> **Exercise requirements**: Reproduce every entry below exactly, minus the pictures.
##### Supplied entries #####
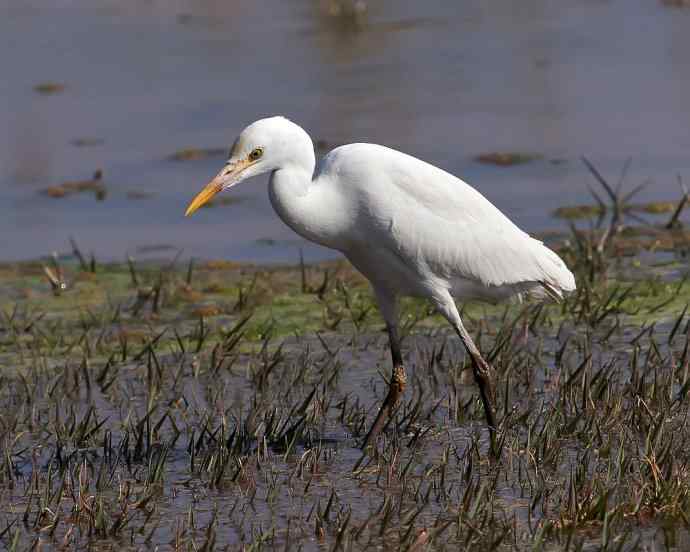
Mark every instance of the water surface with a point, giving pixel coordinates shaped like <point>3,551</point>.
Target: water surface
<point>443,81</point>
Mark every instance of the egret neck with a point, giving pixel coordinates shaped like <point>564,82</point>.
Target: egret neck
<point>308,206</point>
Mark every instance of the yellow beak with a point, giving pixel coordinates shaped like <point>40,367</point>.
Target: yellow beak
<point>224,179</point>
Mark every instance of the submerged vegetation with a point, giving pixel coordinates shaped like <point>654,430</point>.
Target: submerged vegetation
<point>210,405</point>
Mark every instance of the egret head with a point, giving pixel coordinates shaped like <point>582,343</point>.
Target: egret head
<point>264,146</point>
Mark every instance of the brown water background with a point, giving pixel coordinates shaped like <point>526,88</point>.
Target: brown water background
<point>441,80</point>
#####
> **Final answer**:
Mark every instance of the water surface with a point, giving pixel coordinates shaped like <point>3,551</point>.
Target: water surface
<point>443,81</point>
Mark every instance of the egret neck with a point, giving pixel coordinates shaped like <point>564,82</point>.
Target: egret neck
<point>308,206</point>
Mark every instance of the yellow beak with a point, giving pixel coordinates shaped like <point>40,367</point>.
Target: yellow beak
<point>224,179</point>
Mark every instance of the submerged vegetation with a point, giving pixel coordinates shaped like <point>654,430</point>.
Target: submerged vegetation
<point>210,405</point>
Mark every instance of the egret head with a point, giving pixel coordinates shaped like <point>582,343</point>.
Target: egret head
<point>264,146</point>
Mark every instance of the brown water background with a point, giving pixel coordinates shaped like <point>526,88</point>.
Target: brown water background
<point>441,80</point>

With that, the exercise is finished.